Luciano G. Egido. Foto: Carrascal

Tusquets. Barcelona, 2014. 352 páginas, 19 euros. Ebook: 10'90 euros

La séptima novela de Luciano G. Egido (Salamanca, 1928) recuerda el final de la quinta, La piel del tiempo (2003), por la inundación de Salamanca, "en la que las catedrales bogaban en un océano abierto, de gaviotas libres y olor a algas marinas", como explica el autor en las dos páginas añadidas aTierra violenta. Y también recuerda a otras novelas con las que coincide en algún aspecto esencial. Una es La sima (2009), de José Mª Merino, por su indagación en la violencia en el pasado y presente de la sociedad española; la otra es Mazurca para dos muertos (1983), de Cela, por la lluvia incesante y la metaforización de la violencia como una constante de la vida española.



Tierra violenta, cuyo título y algunas situaciones están tomados de la Biblia, es una obra proteica por su texto fragmentado en secuencias con múltiples episodios de aparente autonomía pero conectados entre sí y también por su complejo simbolismo. Está compuesta de tres partes, con predominio de algunos temas en cada una y calculada gradación climática en su intensidad creciente. En un clima de violencia generalizada, que se mantiene y acrecienta en toda la novela, el odio impregna la primera parte como alimento de las más primitivas pasiones humanas. En la segunda se pasa de la violencia humana y social a la violencia de la naturaleza desatada en la lluvia que empieza a inundar la ciudad de Salamanca y, en consecuencia, el odio deriva en pánico. Y en la tercera, mucho más breve, se impone el terror ante la muerte segura en aquel mar de cadáveres desencadenado por la catástrofe, de la cual solo parece salvarse una cigüeña solitaria que planea sobre la ciudad sumergida.

§ **Líneas proporcionadas**

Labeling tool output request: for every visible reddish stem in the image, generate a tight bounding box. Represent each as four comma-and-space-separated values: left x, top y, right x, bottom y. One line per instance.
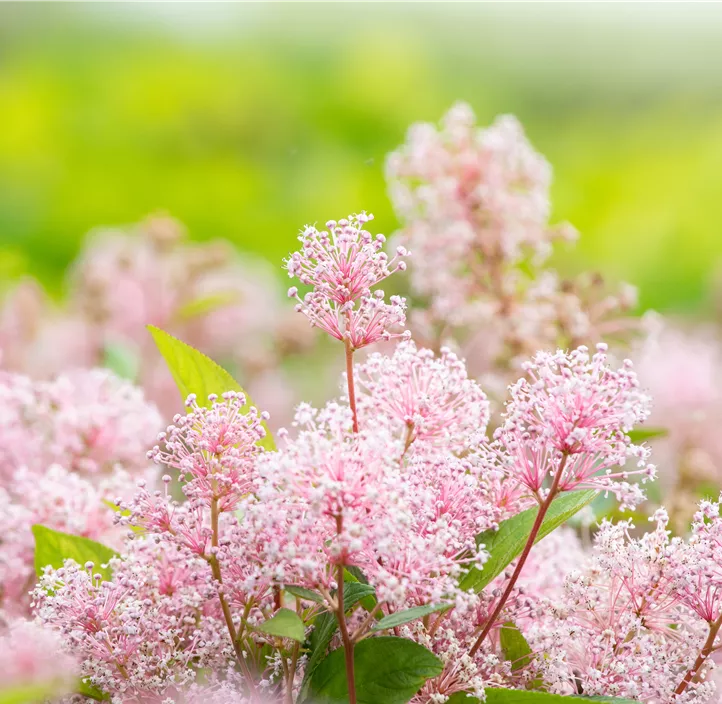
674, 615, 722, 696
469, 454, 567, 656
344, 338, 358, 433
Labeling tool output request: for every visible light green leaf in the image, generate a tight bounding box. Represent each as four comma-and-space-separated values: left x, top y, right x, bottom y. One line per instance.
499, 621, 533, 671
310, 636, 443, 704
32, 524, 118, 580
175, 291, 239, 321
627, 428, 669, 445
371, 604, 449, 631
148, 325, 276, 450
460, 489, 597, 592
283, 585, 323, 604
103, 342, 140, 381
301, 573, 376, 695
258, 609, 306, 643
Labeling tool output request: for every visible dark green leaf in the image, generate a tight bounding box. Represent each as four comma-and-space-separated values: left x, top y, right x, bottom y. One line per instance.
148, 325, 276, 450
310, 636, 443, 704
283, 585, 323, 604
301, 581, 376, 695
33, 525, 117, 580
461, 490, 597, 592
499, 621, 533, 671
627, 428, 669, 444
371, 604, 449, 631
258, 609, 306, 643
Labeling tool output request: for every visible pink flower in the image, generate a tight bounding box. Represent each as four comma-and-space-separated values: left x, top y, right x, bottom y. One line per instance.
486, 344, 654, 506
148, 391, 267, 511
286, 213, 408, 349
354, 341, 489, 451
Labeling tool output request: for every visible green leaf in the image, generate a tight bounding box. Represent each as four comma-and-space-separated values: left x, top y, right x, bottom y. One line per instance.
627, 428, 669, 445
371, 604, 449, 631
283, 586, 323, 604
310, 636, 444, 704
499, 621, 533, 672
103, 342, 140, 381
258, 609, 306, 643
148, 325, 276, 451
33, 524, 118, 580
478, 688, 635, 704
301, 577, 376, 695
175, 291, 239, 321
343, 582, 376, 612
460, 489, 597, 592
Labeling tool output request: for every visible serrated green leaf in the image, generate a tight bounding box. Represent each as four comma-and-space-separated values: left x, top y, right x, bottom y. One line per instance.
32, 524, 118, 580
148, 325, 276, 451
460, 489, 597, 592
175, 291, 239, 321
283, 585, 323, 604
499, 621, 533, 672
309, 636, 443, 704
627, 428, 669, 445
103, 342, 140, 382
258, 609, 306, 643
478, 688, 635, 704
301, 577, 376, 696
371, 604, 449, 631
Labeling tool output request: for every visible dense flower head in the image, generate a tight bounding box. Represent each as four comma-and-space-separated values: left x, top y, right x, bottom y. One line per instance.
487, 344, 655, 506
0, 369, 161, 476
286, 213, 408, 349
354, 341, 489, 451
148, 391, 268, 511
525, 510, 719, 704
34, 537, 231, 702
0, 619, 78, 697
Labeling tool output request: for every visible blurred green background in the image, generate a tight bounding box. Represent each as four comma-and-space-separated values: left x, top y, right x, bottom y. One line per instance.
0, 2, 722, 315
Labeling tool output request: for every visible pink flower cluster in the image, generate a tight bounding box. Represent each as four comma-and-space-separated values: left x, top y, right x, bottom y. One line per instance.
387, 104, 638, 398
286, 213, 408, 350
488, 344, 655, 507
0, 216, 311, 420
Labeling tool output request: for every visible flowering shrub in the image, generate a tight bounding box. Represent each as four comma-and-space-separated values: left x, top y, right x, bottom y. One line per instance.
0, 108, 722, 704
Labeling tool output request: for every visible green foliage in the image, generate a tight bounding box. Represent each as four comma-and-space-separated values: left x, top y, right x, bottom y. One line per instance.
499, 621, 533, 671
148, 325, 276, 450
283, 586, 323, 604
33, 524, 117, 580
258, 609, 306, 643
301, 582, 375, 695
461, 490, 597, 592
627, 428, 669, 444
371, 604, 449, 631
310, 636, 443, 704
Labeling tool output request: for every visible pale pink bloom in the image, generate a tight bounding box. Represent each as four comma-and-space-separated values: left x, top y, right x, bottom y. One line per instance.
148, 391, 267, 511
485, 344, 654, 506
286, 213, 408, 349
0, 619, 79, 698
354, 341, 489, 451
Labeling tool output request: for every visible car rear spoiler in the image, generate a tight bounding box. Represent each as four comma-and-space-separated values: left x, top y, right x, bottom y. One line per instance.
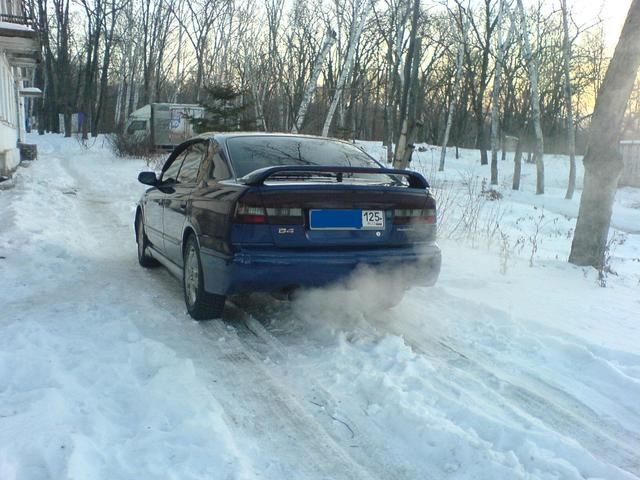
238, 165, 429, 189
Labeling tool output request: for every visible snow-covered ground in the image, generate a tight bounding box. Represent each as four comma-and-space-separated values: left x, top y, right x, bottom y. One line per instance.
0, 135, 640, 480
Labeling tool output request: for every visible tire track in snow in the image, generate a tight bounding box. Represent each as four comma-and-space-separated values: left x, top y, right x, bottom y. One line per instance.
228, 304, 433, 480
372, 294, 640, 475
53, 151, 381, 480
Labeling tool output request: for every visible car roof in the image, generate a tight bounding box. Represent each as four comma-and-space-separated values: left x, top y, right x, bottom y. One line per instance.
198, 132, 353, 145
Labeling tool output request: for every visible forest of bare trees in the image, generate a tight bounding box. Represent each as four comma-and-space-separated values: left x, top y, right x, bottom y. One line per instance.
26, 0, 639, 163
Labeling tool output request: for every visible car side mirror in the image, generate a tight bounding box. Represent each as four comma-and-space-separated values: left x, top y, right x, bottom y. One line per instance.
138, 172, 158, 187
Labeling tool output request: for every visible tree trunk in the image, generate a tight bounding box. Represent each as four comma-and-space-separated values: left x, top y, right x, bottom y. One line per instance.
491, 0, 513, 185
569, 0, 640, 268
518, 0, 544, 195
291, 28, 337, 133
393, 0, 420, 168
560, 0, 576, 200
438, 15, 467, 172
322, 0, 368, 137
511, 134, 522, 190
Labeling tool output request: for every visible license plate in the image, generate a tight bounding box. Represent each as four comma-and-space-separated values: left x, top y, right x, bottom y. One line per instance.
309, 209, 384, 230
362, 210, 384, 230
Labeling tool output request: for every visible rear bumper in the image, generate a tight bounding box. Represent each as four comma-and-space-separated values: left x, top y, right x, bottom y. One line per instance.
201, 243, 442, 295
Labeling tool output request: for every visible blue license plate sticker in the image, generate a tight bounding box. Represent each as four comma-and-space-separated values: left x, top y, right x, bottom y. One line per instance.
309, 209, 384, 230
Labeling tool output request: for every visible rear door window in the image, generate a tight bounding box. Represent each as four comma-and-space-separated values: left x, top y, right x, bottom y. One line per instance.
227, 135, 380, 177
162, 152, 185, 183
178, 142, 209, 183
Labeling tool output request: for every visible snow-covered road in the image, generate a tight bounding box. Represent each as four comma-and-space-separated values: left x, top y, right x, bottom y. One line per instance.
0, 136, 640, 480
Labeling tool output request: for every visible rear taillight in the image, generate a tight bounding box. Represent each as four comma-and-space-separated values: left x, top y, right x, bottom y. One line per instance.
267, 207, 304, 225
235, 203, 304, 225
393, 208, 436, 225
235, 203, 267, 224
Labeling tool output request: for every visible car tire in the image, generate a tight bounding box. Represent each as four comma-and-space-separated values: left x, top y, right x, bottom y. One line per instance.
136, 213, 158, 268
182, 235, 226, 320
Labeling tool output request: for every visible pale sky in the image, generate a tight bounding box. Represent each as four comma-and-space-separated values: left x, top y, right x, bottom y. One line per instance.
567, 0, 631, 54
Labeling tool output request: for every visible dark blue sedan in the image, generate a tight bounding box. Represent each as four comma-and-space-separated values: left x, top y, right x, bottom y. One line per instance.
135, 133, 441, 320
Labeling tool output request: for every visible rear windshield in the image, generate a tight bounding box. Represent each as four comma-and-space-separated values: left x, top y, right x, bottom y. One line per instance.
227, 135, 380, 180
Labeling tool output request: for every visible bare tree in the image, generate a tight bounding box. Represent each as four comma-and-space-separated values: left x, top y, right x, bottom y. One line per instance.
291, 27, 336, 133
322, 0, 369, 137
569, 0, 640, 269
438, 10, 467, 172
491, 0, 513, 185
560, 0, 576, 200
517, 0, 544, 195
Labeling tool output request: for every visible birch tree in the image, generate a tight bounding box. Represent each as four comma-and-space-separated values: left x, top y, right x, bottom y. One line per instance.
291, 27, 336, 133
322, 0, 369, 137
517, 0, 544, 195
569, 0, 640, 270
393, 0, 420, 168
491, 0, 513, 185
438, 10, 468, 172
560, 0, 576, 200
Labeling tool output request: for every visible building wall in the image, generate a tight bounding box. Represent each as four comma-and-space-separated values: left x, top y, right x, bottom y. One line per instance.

§ **Trabajo pendiente**
[1] Responde según la reseña de Tierra violenta:
(a) ¿En qué año se publicó el libro y cuántas páginas tiene?
(b) ¿Con qué novela de Cela se compara y de qué año es?
(c) ¿Qué animal parece salvarse de la catástrofe en la tercera parte?
[2] Prosigue la reseña de Tierra violenta a partir de su última frase.

§ **Respuestas**
[1]
(a) En 2014; tiene 352 páginas.
(b) Con Mazurca para dos muertos, de 1983.
(c) Una cigüeña solitaria que planea sobre la ciudad sumergida.

[2]
Con plena coherencia y fidelidad a su territorio literario construido en torno a Salamanca y su provincia, el pasado y su gravitación en el presente, el autor aborda temas y problemas universales: el odio, el amor, el miedo, la muerte y, sobre todo, la violencia en la sociedad española y en su historia, aquí representadas en la ciudad de Salamanca con su geografía reconocible en sus dos catedrales, la Clerecía, la Plaza Mayor, la Casa de las Conchas y otros monumentos emblemáticos, sin que falten el Tormes y su Puente Romano. Hay en esta indagación en lo mejor y lo peor de la ciudad natal del autor una relación de amor-odio por el oro dorado de sus piedras, su belleza, la tradición y la cultura que componen el patrimonio forjado por muchos intelectuales y artistas, desde fray Luis a Unamuno, aunque ninguno de ellos era nativo de allí.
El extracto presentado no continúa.